[Coordinate annotation items]
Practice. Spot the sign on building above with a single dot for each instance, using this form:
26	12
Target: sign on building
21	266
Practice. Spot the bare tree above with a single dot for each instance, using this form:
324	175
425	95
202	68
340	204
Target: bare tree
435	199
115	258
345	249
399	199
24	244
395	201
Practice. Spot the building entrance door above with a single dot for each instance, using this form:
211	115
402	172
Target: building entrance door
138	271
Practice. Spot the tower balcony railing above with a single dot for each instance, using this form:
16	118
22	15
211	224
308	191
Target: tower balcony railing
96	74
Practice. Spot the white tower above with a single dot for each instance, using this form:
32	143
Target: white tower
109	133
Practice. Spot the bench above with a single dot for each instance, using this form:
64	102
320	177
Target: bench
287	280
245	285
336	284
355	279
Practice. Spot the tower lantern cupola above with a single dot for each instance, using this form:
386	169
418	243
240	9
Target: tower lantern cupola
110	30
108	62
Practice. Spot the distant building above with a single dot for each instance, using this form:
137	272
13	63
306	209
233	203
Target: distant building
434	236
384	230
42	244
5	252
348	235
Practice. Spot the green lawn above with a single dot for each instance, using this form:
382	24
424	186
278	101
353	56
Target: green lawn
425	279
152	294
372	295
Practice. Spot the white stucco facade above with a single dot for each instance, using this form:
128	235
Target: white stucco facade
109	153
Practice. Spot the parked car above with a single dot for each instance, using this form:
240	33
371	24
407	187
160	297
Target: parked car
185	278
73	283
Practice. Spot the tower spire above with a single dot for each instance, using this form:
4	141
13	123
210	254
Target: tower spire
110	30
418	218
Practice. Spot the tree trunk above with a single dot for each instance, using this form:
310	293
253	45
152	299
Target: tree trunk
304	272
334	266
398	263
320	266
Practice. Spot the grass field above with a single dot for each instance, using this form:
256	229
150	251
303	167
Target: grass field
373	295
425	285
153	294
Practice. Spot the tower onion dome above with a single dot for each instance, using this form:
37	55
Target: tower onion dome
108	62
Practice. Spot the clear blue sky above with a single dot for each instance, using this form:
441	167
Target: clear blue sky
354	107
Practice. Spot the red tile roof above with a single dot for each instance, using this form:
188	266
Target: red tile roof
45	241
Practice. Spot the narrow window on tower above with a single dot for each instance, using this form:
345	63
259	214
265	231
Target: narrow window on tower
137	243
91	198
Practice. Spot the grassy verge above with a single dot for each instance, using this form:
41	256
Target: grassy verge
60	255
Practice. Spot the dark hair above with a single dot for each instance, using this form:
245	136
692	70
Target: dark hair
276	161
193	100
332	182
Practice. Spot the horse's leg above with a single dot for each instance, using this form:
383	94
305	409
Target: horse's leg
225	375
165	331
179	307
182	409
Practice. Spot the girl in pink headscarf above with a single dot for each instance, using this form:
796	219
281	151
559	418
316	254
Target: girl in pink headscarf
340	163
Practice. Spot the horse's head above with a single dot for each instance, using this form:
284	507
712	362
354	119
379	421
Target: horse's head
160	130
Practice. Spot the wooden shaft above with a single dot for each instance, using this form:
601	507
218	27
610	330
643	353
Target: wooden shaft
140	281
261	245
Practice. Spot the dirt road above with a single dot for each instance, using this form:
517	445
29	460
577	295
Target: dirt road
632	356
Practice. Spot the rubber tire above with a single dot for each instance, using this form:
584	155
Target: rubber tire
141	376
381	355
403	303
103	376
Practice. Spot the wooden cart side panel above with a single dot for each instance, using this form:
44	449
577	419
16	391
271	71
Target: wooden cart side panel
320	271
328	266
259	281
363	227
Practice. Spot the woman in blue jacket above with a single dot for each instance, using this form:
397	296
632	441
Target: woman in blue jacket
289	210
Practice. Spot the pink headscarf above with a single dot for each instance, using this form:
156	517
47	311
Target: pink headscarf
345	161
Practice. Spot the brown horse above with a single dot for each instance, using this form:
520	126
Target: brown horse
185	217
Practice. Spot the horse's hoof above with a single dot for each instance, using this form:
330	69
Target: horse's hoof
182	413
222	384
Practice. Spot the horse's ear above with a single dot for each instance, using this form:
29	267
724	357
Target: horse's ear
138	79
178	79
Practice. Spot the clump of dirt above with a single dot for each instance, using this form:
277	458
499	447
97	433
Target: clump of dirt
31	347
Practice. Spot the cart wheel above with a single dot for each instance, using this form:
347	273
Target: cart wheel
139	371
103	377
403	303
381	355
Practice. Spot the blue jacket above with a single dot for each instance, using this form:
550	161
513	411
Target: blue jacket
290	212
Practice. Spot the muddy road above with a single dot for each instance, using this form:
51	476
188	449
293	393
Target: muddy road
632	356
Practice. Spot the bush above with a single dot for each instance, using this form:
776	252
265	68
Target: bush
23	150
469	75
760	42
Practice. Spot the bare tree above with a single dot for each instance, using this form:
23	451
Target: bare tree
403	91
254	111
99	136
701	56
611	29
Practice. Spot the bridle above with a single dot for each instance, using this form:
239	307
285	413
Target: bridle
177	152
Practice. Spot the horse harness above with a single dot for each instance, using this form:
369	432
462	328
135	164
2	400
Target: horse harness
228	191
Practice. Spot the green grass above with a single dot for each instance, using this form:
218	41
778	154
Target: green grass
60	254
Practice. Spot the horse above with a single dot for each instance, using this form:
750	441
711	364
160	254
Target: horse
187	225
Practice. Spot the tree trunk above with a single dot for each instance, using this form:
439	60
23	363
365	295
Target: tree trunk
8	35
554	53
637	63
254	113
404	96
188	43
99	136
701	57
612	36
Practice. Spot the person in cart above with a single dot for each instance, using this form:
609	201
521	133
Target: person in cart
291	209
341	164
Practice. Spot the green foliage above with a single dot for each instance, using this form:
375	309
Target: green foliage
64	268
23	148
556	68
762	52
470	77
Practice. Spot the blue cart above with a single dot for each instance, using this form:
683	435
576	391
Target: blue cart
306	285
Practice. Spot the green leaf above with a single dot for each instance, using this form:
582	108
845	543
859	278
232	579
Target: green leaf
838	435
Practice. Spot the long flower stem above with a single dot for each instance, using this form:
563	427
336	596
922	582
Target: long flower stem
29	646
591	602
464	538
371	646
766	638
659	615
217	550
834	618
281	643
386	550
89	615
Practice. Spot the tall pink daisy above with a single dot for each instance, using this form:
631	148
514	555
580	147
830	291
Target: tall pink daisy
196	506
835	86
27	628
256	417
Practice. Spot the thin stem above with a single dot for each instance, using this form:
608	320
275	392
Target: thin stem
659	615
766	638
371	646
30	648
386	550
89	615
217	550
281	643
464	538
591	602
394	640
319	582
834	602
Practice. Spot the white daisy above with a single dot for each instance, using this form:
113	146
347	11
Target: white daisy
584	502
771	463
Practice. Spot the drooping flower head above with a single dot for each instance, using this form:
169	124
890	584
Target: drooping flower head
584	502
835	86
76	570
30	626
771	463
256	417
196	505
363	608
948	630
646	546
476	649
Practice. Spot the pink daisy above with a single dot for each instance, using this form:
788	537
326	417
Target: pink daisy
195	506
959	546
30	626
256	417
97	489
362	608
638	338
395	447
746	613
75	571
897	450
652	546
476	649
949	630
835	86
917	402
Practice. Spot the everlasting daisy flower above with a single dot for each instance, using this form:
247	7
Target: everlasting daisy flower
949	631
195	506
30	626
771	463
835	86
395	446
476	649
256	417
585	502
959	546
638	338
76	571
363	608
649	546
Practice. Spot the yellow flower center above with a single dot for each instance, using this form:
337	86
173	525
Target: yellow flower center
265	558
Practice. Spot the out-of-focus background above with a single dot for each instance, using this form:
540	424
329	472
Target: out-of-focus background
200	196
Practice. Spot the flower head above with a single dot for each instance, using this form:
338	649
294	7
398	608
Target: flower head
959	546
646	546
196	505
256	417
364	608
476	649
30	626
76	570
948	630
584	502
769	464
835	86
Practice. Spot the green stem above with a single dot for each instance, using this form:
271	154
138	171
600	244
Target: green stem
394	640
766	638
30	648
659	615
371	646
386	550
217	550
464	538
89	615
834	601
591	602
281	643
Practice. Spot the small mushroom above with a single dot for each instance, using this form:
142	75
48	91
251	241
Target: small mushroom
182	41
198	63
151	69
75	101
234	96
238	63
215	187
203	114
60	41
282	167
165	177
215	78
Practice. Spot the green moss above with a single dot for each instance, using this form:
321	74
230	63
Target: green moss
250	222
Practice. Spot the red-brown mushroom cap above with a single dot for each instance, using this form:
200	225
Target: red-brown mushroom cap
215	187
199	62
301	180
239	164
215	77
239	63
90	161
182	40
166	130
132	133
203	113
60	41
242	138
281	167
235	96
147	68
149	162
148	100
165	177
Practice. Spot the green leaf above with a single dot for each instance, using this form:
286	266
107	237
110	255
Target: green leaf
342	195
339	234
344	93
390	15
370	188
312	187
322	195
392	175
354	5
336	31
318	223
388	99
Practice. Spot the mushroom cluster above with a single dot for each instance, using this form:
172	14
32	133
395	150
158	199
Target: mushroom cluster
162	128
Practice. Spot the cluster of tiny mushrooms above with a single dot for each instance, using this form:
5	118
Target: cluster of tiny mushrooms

◆ **THE EXERCISE**
Please print the lines exactly as they appear, beginning at the line that contains "Practice. Spot the cluster" and stopping after the final line of the items.

◆ **ANSWER TO THE TASK**
Practice. Spot the cluster of tiny mushrooms above with a single dot for each instance, using this form:
5	118
Target: cluster of tiny mushrooms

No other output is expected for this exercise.